### [WRITTEN INSTRUCTION]
Rewrite the records between the lines holding "Confirm that each instance of the shirt collar" and "[[527, 521], [380, 507]]", inclusive, including the requests. Shift every coordinate in the answers by adding 32 to it, and leave the requests and their sample coordinates unchanged.

[Object location annotation data]
↓↓↓

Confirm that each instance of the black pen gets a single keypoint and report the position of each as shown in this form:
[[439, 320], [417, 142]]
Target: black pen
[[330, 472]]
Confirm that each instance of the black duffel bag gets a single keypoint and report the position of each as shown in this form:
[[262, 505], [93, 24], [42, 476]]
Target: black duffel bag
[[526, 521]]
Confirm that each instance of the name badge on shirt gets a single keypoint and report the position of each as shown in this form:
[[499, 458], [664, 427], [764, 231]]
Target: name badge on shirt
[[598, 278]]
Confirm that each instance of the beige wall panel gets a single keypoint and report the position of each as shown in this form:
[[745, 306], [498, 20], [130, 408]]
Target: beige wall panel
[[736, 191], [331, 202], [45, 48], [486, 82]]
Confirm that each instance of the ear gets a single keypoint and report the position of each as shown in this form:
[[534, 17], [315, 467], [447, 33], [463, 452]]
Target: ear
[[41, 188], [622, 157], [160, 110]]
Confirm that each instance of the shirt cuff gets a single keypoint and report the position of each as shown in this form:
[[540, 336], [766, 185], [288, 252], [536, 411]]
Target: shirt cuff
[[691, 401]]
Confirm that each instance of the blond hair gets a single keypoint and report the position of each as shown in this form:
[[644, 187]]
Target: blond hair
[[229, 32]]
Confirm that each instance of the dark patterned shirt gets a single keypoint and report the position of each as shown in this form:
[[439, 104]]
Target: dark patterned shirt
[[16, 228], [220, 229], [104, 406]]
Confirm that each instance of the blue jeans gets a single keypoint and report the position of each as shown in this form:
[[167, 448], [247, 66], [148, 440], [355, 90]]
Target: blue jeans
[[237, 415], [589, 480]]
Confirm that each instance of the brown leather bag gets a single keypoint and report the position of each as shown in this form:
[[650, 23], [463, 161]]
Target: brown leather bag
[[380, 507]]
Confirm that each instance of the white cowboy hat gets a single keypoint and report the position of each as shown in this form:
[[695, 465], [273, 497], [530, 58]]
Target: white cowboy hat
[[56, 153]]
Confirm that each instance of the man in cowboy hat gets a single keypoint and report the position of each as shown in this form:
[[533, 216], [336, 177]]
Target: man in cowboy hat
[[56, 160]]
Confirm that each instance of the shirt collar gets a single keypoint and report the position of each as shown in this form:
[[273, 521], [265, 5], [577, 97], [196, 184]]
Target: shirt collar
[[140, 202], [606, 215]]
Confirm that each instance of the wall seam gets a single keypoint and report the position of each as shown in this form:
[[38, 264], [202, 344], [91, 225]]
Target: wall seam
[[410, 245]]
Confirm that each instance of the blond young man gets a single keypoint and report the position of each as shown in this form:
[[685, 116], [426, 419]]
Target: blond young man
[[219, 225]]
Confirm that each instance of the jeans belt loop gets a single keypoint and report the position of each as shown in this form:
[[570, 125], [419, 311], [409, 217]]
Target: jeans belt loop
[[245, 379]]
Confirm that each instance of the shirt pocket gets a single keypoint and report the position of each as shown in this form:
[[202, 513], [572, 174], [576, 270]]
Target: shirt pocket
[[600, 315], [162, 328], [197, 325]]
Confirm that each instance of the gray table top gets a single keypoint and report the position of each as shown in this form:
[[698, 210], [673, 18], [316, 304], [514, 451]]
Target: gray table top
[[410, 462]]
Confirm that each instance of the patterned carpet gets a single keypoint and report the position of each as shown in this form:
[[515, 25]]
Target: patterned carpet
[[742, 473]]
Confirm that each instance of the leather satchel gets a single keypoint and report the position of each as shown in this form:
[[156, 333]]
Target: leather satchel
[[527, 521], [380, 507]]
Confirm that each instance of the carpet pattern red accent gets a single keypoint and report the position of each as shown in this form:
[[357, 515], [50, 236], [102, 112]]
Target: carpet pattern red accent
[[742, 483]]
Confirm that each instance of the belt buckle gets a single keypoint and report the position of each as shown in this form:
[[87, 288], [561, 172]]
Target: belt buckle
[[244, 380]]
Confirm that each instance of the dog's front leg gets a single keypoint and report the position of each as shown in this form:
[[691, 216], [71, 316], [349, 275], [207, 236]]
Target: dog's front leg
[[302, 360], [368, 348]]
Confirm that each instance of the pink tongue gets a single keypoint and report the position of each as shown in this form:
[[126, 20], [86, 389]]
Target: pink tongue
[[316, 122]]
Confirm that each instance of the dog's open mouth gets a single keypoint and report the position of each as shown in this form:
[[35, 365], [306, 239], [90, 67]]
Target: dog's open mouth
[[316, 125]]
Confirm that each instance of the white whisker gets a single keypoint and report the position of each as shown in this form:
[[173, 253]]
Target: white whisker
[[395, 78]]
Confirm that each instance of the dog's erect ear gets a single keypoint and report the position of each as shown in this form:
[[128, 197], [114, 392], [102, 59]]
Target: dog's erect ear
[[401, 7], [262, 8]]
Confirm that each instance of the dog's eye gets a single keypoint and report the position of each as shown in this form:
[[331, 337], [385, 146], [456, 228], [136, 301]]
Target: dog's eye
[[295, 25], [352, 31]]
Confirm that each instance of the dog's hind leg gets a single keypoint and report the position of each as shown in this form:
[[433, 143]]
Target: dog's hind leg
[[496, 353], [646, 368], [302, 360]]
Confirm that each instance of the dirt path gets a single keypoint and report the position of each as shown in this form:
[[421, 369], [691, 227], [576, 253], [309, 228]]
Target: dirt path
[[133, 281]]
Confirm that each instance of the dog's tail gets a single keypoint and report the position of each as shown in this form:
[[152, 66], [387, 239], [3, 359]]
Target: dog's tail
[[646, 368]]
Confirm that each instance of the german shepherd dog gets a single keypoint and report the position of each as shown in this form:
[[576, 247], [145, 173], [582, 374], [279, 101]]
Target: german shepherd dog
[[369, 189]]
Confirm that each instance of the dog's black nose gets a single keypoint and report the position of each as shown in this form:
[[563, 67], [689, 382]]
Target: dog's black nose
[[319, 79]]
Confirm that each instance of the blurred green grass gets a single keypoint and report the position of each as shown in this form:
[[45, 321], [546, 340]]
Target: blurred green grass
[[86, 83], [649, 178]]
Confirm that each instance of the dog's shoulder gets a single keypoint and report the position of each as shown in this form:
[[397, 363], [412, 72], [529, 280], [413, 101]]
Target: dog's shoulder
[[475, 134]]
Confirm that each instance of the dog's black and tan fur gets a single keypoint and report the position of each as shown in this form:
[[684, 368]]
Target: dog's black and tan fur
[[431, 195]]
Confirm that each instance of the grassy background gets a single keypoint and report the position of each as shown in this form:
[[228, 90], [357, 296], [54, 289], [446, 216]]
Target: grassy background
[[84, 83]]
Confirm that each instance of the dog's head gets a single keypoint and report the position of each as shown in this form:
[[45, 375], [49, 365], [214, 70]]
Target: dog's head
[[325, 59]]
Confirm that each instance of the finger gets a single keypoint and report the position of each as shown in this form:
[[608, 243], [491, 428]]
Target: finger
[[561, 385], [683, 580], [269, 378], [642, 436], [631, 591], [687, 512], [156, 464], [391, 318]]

↑↑↑
↓↓↓

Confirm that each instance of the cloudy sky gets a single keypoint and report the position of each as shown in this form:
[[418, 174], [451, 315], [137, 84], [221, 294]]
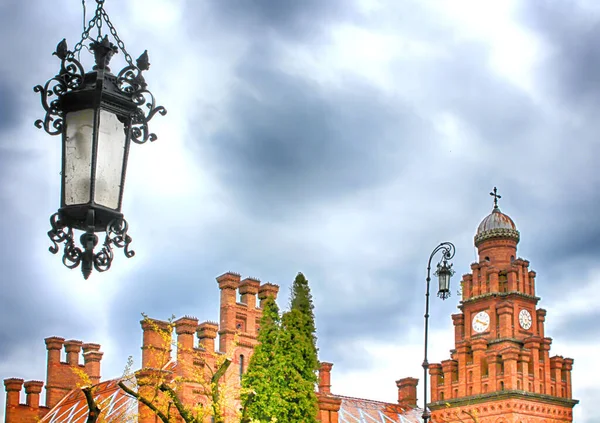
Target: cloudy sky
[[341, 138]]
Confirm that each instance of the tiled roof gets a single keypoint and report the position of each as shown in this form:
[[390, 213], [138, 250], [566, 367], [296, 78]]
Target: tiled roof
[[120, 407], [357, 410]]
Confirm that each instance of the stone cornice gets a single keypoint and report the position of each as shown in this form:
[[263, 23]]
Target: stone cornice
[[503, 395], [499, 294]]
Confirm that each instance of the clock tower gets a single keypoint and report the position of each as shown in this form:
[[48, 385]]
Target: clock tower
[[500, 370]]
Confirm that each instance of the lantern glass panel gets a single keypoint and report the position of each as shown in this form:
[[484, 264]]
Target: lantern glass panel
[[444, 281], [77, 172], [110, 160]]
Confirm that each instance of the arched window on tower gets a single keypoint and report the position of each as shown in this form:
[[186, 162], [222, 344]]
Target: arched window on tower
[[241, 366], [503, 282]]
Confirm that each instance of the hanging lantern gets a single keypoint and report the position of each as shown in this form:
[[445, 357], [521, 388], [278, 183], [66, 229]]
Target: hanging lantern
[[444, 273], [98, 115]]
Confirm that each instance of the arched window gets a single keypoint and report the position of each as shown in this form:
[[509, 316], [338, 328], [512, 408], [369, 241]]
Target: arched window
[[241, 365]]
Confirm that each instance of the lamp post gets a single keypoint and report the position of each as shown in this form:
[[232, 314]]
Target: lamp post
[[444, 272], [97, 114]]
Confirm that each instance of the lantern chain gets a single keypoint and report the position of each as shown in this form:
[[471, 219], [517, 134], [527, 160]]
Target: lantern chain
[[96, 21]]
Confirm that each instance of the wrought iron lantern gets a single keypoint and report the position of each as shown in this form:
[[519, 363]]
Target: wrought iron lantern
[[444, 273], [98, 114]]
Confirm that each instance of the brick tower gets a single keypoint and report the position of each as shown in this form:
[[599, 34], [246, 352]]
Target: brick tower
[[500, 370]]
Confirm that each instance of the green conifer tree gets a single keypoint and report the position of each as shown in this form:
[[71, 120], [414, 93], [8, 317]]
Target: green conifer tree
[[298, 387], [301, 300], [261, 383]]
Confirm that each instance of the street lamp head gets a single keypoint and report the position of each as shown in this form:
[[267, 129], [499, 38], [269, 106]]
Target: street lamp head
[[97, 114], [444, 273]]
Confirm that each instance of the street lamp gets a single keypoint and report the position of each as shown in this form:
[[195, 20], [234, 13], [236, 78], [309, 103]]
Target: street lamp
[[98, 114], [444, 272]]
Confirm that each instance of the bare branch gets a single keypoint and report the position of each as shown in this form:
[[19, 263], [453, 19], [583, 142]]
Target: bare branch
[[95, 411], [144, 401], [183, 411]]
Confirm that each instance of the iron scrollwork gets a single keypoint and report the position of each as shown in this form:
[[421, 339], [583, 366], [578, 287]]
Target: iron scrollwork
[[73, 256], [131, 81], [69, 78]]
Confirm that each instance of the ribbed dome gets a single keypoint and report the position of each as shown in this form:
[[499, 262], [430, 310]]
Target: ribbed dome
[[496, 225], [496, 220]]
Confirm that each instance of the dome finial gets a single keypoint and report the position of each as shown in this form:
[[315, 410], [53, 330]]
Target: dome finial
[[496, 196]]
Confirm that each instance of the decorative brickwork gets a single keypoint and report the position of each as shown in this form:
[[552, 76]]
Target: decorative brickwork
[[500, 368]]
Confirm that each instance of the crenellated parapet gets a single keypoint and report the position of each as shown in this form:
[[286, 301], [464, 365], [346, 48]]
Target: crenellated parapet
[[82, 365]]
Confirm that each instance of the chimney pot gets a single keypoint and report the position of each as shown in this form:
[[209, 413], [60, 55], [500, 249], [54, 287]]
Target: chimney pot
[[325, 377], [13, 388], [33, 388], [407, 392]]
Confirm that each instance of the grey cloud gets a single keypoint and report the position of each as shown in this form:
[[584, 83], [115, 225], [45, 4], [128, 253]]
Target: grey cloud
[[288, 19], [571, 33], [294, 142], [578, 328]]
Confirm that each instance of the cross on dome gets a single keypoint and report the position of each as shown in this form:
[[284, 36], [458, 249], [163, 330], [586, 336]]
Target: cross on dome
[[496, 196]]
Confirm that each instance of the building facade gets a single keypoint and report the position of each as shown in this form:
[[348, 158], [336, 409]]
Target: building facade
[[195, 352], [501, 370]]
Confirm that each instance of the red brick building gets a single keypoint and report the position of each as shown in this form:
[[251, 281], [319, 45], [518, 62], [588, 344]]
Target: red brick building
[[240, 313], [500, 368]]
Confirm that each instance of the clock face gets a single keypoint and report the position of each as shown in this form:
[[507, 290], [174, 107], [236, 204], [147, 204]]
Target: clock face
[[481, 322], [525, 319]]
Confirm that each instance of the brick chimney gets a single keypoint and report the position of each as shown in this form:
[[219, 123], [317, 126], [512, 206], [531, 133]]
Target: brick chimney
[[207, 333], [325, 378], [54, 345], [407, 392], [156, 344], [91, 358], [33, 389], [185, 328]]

↑↑↑
↓↓↓

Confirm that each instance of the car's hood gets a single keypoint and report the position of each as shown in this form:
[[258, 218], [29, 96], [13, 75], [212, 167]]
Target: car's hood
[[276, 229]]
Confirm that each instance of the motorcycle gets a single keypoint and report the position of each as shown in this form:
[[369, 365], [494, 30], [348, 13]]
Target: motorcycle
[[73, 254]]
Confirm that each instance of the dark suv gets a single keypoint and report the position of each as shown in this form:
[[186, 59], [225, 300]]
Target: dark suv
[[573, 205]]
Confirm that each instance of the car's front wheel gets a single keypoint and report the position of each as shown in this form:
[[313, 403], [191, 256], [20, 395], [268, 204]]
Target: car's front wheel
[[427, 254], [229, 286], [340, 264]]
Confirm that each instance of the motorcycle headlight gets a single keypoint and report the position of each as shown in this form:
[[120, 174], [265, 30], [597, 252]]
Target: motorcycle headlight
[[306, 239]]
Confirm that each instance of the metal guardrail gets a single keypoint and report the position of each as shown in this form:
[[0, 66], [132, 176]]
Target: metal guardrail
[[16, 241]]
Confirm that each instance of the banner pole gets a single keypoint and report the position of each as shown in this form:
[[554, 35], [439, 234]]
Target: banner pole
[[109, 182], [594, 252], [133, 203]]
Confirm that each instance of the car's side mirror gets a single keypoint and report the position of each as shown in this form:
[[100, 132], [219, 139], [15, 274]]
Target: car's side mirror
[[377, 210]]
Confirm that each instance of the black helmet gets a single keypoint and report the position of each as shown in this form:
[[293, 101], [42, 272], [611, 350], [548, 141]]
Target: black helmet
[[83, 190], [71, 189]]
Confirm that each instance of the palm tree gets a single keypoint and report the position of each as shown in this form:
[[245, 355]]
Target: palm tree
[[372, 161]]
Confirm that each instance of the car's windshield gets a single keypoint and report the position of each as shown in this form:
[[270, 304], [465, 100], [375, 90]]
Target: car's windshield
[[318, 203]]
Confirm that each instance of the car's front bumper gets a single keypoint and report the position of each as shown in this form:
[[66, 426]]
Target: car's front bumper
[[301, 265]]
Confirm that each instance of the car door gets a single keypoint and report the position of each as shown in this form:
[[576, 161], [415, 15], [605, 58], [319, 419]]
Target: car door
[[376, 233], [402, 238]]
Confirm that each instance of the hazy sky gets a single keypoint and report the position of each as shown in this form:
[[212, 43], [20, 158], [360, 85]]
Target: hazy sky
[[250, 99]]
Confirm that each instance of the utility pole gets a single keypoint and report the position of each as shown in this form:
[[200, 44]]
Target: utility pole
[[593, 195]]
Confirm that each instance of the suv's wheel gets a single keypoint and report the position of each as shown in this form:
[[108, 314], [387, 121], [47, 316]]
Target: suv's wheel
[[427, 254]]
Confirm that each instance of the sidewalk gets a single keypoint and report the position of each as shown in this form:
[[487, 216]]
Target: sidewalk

↑↑↑

### [SOLVED PROBLEM]
Confirm that each instance of the shirt collar gets a single keypoint and report the position of each as shown in this form:
[[273, 521], [265, 5], [577, 97], [196, 184]]
Target: shirt collar
[[172, 234], [638, 247]]
Confirm that each instance of the wall seam gets a single keypoint and report the position of each as shown in this form:
[[38, 264], [202, 344], [91, 225]]
Target: wall seam
[[442, 277]]
Confirm that each instance of the blond young man gets a single keypoint and report the position of each as shown in this form:
[[685, 116], [426, 419]]
Target: blond young man
[[251, 257]]
Confirm that each instance of the jeans belt loop gets a single keypoint and report the position of each as shown in this form:
[[570, 125], [419, 311], [409, 217]]
Target: jeans belt loop
[[277, 411]]
Confirm that each instance of the shirt pocket gets a single keypoint and report the position of each as shown in this form:
[[202, 513], [572, 174], [576, 270]]
Target: shirt pocket
[[632, 347], [194, 360], [229, 357]]
Confirm that each instance of the gray table top gets a single keypoint and report the position of each as shown in this form:
[[698, 210], [673, 18], [316, 304], [514, 451]]
Target: gray table top
[[442, 494]]
Confirm that each instance of the patterned carpet gets a single keypoint and report the position of each as shown in this form:
[[515, 25]]
Target: patterned carpet
[[774, 505]]
Confirm that each instance of the leather satchel gets a single keypoint and report the position of each as shown in this form:
[[156, 333]]
Target: leather satchel
[[559, 553], [412, 539]]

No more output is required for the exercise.